RECORDS SHOWN:
------------------------------
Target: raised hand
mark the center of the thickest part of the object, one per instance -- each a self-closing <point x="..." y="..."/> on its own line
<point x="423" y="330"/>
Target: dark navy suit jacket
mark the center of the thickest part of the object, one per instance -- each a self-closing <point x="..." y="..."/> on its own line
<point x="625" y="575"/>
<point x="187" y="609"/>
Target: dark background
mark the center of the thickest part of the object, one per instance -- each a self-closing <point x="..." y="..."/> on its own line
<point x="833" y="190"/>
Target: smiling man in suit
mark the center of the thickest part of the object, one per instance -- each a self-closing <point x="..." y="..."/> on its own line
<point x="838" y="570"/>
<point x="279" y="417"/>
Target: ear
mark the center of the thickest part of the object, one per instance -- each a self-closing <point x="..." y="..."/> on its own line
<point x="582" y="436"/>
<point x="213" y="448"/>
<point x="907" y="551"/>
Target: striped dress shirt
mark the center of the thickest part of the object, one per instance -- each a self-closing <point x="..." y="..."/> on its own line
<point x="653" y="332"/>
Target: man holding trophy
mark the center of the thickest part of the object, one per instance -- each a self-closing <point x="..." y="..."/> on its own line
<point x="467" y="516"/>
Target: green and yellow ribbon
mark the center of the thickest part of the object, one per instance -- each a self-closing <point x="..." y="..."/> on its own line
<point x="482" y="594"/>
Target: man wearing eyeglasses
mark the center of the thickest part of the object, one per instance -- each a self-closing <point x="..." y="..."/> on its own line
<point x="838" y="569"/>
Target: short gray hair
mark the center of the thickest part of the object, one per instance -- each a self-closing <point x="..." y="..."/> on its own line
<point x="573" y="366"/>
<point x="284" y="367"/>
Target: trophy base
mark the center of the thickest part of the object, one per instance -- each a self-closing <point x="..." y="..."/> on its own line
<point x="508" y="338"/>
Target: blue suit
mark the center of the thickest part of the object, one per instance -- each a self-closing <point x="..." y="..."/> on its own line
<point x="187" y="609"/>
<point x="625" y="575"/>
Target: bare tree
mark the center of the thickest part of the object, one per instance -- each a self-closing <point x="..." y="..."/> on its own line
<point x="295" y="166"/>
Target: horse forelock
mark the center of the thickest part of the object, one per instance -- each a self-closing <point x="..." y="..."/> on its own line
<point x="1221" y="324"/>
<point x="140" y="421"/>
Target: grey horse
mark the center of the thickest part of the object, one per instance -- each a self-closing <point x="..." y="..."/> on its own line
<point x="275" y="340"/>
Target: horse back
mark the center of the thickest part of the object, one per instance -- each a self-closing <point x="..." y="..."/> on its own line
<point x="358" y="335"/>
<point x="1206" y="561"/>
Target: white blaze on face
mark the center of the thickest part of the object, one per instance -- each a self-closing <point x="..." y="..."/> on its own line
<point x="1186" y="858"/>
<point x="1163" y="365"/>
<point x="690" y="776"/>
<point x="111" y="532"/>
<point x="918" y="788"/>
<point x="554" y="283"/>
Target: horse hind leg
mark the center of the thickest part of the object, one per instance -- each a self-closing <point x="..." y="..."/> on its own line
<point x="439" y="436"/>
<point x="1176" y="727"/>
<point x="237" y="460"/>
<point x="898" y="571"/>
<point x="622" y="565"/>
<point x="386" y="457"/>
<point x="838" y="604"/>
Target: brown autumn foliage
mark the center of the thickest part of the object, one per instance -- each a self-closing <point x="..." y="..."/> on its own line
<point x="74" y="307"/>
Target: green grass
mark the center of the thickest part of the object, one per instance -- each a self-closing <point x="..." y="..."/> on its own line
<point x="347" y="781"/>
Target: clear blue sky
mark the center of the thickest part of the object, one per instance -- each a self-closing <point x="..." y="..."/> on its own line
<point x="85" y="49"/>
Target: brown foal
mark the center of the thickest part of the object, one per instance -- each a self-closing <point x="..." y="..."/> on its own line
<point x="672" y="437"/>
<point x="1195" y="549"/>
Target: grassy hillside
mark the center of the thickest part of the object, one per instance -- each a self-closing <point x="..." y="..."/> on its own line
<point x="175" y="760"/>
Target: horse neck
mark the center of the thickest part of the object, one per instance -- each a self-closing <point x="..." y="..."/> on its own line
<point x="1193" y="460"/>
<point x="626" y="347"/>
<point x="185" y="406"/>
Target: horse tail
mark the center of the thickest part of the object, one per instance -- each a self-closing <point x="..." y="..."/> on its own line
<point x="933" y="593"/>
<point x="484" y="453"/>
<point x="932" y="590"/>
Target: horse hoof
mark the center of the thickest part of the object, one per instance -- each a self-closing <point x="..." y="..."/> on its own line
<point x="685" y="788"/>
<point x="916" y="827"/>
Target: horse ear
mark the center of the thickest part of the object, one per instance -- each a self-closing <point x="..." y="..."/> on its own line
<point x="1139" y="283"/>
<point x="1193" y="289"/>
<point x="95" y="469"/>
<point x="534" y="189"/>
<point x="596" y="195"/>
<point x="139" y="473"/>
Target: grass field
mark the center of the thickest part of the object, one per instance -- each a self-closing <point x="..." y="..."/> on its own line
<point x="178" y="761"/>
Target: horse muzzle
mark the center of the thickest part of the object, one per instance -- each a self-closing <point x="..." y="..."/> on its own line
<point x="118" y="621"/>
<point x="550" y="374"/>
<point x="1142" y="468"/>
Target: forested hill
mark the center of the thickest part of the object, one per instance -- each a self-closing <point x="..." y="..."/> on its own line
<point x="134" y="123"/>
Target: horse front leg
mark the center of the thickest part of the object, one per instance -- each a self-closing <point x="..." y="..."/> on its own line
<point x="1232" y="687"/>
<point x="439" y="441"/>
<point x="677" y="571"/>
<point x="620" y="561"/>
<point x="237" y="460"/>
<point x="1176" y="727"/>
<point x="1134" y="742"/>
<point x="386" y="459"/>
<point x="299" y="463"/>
------------------------------
EXERCISE TASK: Write out all the lines again, exactly as they are.

PROBLEM SOLUTION:
Target: raised hand
mark the center of the thickest part of the object, one per instance -- each a self-closing <point x="..." y="..."/> on its own line
<point x="423" y="330"/>
Target: dark navy suit jacket
mark the center of the thickest part of the object, one per instance -- each a self-closing <point x="..." y="..."/> on its own line
<point x="625" y="575"/>
<point x="187" y="609"/>
Target: dark background
mark the center of the thickest part of the object, one per instance -- each a self-closing <point x="..." y="..."/> on its own line
<point x="833" y="190"/>
Target: smiling man in suit
mark the center of the thickest part of the object, one per instance -- each a self-closing <point x="..." y="..."/> on its own line
<point x="838" y="570"/>
<point x="279" y="417"/>
Target: ear
mark the center of the thickest part of the object, one per instance -- each a self-closing <point x="..." y="..."/> on its own line
<point x="582" y="436"/>
<point x="213" y="448"/>
<point x="907" y="551"/>
Target: striped dress shirt
mark the center of the thickest part of the object, one per instance -- each a self-closing <point x="..." y="..."/> on its own line
<point x="653" y="332"/>
Target: man holding trophy
mark the center of the thickest part of the object, one per instance -- each a self-closing <point x="..." y="..."/> on its own line
<point x="467" y="516"/>
Target: green and yellow ribbon
mark the center of the thickest part of the object, one per instance -- each a self-closing <point x="..." y="..."/> on its own line
<point x="482" y="594"/>
Target: man wearing eyeglasses
mark the center of the thickest part of the object, one per instance -- each a self-closing <point x="..." y="..."/> on its own line
<point x="838" y="569"/>
Target: short gray hair
mark the center of the thickest part of the object, one per instance -- each a self-closing <point x="..." y="..."/> on its own line
<point x="573" y="366"/>
<point x="284" y="367"/>
Target: trophy base
mark the center of the thickest part of the object, one per instance -- each a self-closing <point x="..." y="..."/> on its own line
<point x="508" y="338"/>
Target: blue suit
mark the center of the thickest part of the object, one per instance -- each a self-closing <point x="..." y="..."/> on its own line
<point x="187" y="609"/>
<point x="625" y="575"/>
Target: bare tree
mark the center of the thickest part of the object, one per instance -- each a self-closing <point x="..." y="..."/> on its own line
<point x="295" y="166"/>
Target: horse forelock
mark the center of the thickest part of the object, one per instance -- each a self-closing <point x="..." y="..."/> on its own line
<point x="1221" y="324"/>
<point x="140" y="421"/>
Target: grey horse
mark the center of the thickest part of the object, one per instance -- each a self-closing <point x="..." y="..."/> on its own line
<point x="275" y="340"/>
Target: horse back
mark the center of the thickest part of the object, one per instance -- each a self-closing <point x="..." y="..."/> on its own line
<point x="358" y="335"/>
<point x="1206" y="561"/>
Target: white blaze on face
mark the center of the thickest part of the object, one per instance -- each a self-closing <point x="..." y="..."/> on its own line
<point x="1186" y="858"/>
<point x="1163" y="365"/>
<point x="690" y="776"/>
<point x="111" y="532"/>
<point x="918" y="788"/>
<point x="554" y="283"/>
Target: horse hind leg
mark the center of the thickest part of the object, one per instance -- each a self-closing <point x="..." y="..."/> on its own line
<point x="439" y="436"/>
<point x="1176" y="727"/>
<point x="237" y="460"/>
<point x="898" y="571"/>
<point x="622" y="565"/>
<point x="386" y="457"/>
<point x="838" y="604"/>
Target: brown autumn foliage
mark the center of the thickest part of the object, one per instance -- each a self-closing <point x="..." y="..."/> on its own line
<point x="74" y="307"/>
Target: green grass
mark the center of the thickest part of the object, one per instance -- each a self-closing <point x="..." y="..."/> on its own line
<point x="347" y="781"/>
Target: clear blue sky
mark the center of the thickest part of the object, one per instance -- each a self-closing <point x="..." y="..."/> on its own line
<point x="85" y="49"/>
Target: brown foal
mark the center of the thickest part of the object, one per instance -- each a self-closing <point x="..." y="..."/> on its own line
<point x="672" y="437"/>
<point x="1195" y="549"/>
Target: grassy hillside
mark the center of the thickest part of the object, one per instance -- each a self-closing <point x="..." y="..."/> on its own line
<point x="175" y="760"/>
Target: horse neck
mark the center of the thickest part of the object, one per instance -- each a self-closing <point x="..." y="..."/> on its own line
<point x="1193" y="460"/>
<point x="626" y="347"/>
<point x="185" y="406"/>
Target: horse tail
mark the center of the thickest part of the object, one per instance -- each a self-closing <point x="..." y="..."/> on its own line
<point x="933" y="593"/>
<point x="484" y="453"/>
<point x="932" y="590"/>
Target: horse hoof
mark the center of the thickest part of the object, one per instance -- each a self-closing <point x="..." y="..."/> on its own line
<point x="685" y="788"/>
<point x="916" y="827"/>
Target: horse ear
mark the center of the thickest part of the object, one per instance -- each a self-closing <point x="..." y="..."/> on its own line
<point x="1139" y="283"/>
<point x="1193" y="289"/>
<point x="95" y="469"/>
<point x="534" y="189"/>
<point x="596" y="195"/>
<point x="139" y="473"/>
Target: grass field
mark the center of the thickest part of the object, one per instance -- each a self-closing <point x="..." y="..."/> on its own line
<point x="178" y="761"/>
Target: horse muzzle
mark the center of the thickest part of the object, one per instance -- each a self-closing <point x="..." y="..."/> on its own line
<point x="118" y="621"/>
<point x="550" y="374"/>
<point x="1142" y="468"/>
Target: forested hill
mark the center of the thickest part of the object, one per instance -- each a self-closing <point x="..." y="..."/> on its own line
<point x="134" y="123"/>
Target: horse front leg
mark the center of the thickest part of the object, one per instance -- each a self-closing <point x="..." y="..."/> on its own line
<point x="1232" y="687"/>
<point x="439" y="441"/>
<point x="677" y="571"/>
<point x="620" y="561"/>
<point x="237" y="460"/>
<point x="1176" y="727"/>
<point x="1134" y="742"/>
<point x="386" y="459"/>
<point x="299" y="463"/>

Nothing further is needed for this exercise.